** Exercise instructions **
Put the lines below into a numbered list, leaving out any blank lines.

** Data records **
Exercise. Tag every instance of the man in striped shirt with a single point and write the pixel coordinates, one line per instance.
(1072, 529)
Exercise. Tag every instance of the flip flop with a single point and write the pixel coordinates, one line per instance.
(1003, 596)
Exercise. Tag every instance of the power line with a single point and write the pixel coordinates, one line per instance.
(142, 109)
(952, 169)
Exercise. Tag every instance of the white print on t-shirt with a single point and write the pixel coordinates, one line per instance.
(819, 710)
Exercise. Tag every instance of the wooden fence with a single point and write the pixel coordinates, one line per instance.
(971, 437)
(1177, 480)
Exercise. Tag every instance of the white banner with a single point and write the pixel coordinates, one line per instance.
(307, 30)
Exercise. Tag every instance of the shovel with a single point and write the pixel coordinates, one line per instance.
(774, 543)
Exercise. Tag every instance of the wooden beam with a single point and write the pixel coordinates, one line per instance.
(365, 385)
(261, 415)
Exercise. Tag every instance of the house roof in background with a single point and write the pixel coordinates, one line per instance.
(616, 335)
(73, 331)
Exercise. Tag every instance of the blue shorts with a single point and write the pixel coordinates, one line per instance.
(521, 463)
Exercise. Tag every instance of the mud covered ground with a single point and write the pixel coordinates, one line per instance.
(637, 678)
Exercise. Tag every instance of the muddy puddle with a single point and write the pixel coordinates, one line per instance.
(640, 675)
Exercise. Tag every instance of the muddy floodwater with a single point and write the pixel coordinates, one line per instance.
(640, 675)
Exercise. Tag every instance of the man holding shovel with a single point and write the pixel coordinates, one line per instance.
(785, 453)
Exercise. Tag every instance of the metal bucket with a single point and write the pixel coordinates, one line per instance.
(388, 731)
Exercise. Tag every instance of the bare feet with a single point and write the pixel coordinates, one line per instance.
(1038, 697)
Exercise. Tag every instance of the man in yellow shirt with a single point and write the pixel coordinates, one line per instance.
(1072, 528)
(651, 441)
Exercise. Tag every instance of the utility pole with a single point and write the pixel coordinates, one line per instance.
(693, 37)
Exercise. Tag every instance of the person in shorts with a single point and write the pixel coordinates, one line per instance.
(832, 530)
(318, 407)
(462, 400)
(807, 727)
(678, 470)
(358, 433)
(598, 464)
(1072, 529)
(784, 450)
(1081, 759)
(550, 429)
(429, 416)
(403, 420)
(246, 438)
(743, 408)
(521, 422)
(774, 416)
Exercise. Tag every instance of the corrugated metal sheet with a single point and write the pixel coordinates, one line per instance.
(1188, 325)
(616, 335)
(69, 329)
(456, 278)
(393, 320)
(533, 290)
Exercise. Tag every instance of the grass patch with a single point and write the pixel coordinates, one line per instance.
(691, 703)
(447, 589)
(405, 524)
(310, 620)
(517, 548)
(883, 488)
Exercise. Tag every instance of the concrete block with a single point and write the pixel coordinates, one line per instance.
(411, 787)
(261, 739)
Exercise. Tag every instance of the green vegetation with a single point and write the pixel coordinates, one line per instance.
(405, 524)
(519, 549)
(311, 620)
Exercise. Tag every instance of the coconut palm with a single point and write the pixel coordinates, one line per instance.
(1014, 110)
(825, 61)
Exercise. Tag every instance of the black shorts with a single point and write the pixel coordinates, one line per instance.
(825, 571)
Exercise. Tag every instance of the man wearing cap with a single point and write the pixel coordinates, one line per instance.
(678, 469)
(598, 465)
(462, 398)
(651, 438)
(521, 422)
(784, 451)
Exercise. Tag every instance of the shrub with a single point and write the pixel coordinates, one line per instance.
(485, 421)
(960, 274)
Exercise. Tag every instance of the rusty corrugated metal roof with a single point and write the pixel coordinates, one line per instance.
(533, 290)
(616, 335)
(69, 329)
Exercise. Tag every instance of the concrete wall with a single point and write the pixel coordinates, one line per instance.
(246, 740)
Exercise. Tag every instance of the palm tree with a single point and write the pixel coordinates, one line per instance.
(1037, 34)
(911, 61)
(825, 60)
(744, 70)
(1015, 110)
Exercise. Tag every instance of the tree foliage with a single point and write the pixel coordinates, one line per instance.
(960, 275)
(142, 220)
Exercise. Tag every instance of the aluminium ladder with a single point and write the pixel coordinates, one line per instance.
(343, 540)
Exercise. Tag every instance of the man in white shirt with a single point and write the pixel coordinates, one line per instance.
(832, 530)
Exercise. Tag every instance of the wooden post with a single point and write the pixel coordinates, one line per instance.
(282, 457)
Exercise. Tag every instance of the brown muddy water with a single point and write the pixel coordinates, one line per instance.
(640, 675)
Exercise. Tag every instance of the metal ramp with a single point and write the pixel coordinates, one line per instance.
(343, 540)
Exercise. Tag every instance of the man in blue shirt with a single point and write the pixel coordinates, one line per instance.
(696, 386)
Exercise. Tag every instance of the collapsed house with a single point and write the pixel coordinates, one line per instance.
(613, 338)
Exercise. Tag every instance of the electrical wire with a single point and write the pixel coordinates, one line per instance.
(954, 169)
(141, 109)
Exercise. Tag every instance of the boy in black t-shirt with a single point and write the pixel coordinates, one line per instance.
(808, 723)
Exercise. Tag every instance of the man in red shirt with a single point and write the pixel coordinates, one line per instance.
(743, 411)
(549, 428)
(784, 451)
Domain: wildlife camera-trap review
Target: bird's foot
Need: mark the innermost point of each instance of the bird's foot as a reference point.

** Solution for this problem **
1. Exercise. Tag every instance of the man in striped shirt with a single point and write the pixel coordinates, one line per instance.
2. (1072, 529)
3. Exercise. Tag every instance of the flip flop with a single point and write the pixel coordinates, one line per instance.
4. (1003, 596)
5. Exercise. Tag every instance of the power line with a single point and write the pixel coordinates, one line per instance.
6. (142, 109)
7. (952, 169)
8. Exercise. Tag every instance of the white print on t-shirt with a single point and write the pixel coordinates, one line per instance.
9. (819, 710)
10. Exercise. Tag every instance of the wooden fence with a single point and write the pixel coordinates, one line per instance.
11. (971, 437)
12. (1177, 480)
13. Exercise. Tag every instance of the white banner with a single point and write the pixel coordinates, one line per instance.
14. (307, 30)
15. Exercise. Tag every instance of the shovel with a single point and write the pixel coordinates, one line per instance.
16. (774, 543)
17. Exercise. Tag every instance of the wooden beam with a single point and write the pixel coordinates, one line per instance.
18. (365, 385)
19. (261, 415)
20. Exercise. Tag every instance of the house roof in background with a single point and write the pixel coordinates, one line per instance.
21. (616, 335)
22. (73, 331)
23. Exercise. Tag every instance of the blue shorts with a single point and write the pixel coordinates, one line per instance.
24. (521, 463)
25. Exercise. Tag every instance of the mud covered ground with a single point and write the pixel coordinates, one line per instance.
26. (637, 678)
27. Exercise. Tag every instance of the muddy puddle with a single point and write the pixel coordinates, one line per instance.
28. (640, 675)
29. Exercise. Tag every instance of the muddy floodwater with a single point and write the pixel coordinates, one line per instance.
30. (640, 675)
31. Exercise. Tag every instance of the man holding shovel with a single point and write the pixel coordinates, one line per instance.
32. (785, 453)
33. Exercise. Tag every instance of the metal bucket with a single point and write the pixel coordinates, one line per instance.
34. (388, 731)
35. Exercise. Tag every instance of the bare feet with a single point and write the pixel coordinates, one line per instance.
36. (1038, 697)
37. Exercise. Tag every instance of the man in yellow shirt with a single point and write the pixel coordinates, one line per instance.
38. (1072, 528)
39. (651, 441)
40. Exercise. Tag every instance of the utility pole with a single point and write the pixel coordinates, one line per instance.
41. (693, 37)
42. Exercise. Tag every instance of the person in shorts with a single point and write the pixel coordinates, one line per instance.
43. (832, 530)
44. (318, 407)
45. (462, 400)
46. (807, 727)
47. (678, 470)
48. (358, 433)
49. (598, 464)
50. (1072, 529)
51. (784, 450)
52. (1081, 759)
53. (550, 429)
54. (429, 416)
55. (403, 420)
56. (246, 438)
57. (743, 408)
58. (521, 422)
59. (774, 416)
60. Exercise. Tag every instance of the corrugated metal sheet with a single point and write the pixel coordinates, one line per instance.
61. (1188, 325)
62. (616, 335)
63. (69, 329)
64. (456, 278)
65. (393, 320)
66. (533, 290)
67. Exercise. Tag every instance of the grass patch with a single point and write the pixel coordinates, one line per instance.
68. (691, 703)
69. (447, 589)
70. (405, 524)
71. (310, 620)
72. (517, 548)
73. (883, 488)
74. Exercise. Tag every instance of the concrete block with a single point and write the pixel coordinates, one line per instance.
75. (411, 787)
76. (261, 739)
77. Exercise. Tag every instance of the green vegetation with a single point and write the pixel coordinates, one line per instance.
78. (405, 524)
79. (519, 549)
80. (311, 620)
81. Exercise. Tag every instance of the coconut palm with a single point and write the pixel coordinates, one line per instance.
82. (1014, 110)
83. (825, 61)
84. Exercise. Tag every instance of the black shorts with a single point and write the pixel coordinates, one line per instance.
85. (825, 571)
86. Exercise. Tag every instance of the man wearing cap with a single point and write the pixel coordinates, one line per instance.
87. (678, 469)
88. (598, 465)
89. (462, 398)
90. (651, 438)
91. (521, 422)
92. (784, 451)
93. Exercise. Tag every instance of the shrub with a single point and write the pixel coordinates, one line per instance.
94. (485, 421)
95. (960, 274)
96. Exercise. Tag every instance of the rusty corrugated metal roof with a single point and write the pixel coordinates, one line per instance.
97. (533, 290)
98. (616, 335)
99. (69, 329)
100. Exercise. Tag every instance of the concrete wall with a single point and write the pixel coordinates, one line per instance.
101. (246, 740)
102. Exercise. Tag every instance of the palm tree with a single point and write the pixel coordinates, one line per instance.
103. (1037, 34)
104. (911, 61)
105. (825, 60)
106. (744, 70)
107. (1015, 110)
108. Exercise. Tag every instance of the tree foliage with a single point and write the pixel coordinates, one line per instance.
109. (960, 275)
110. (142, 220)
111. Exercise. Tag every instance of the aluminium ladder with a single point and write the pixel coordinates, one line per instance.
112. (343, 540)
113. Exercise. Tag every instance of the man in white shirt with a single point and write the pixel coordinates, one line per instance.
114. (832, 530)
115. Exercise. Tag every instance of the wooden post with a single point and write the pixel coordinates, one line per instance.
116. (282, 457)
117. Exercise. Tag every instance of the brown muddy water with a single point and write the pixel coordinates, one line per instance.
118. (640, 675)
119. Exercise. Tag every instance of the metal ramp with a single point and write the pixel coordinates, one line per instance.
120. (343, 540)
121. Exercise. Tag every instance of the man in blue shirt with a single point and write the pixel coordinates, one line per instance.
122. (696, 386)
123. Exercise. Tag every instance of the collapsed house with a single point and write the pixel coordinates, one line per instance.
124. (613, 338)
125. Exercise. Tag every instance of the electrical wire with a single point and write the pixel coordinates, one line per instance.
126. (954, 169)
127. (141, 109)
128. Exercise. Tag every instance of the boy in black t-shirt with a single point and write the pixel coordinates, one line per instance.
129. (808, 723)
130. Exercise. Tag every instance of the man in red shirt with a single point and write the pixel coordinates, one line per instance.
131. (743, 411)
132. (549, 428)
133. (784, 451)
134. Domain: wildlife camera-trap review
135. Target: bird's foot
136. Need: mark the innermost point of each instance of the bird's foot as a reference point.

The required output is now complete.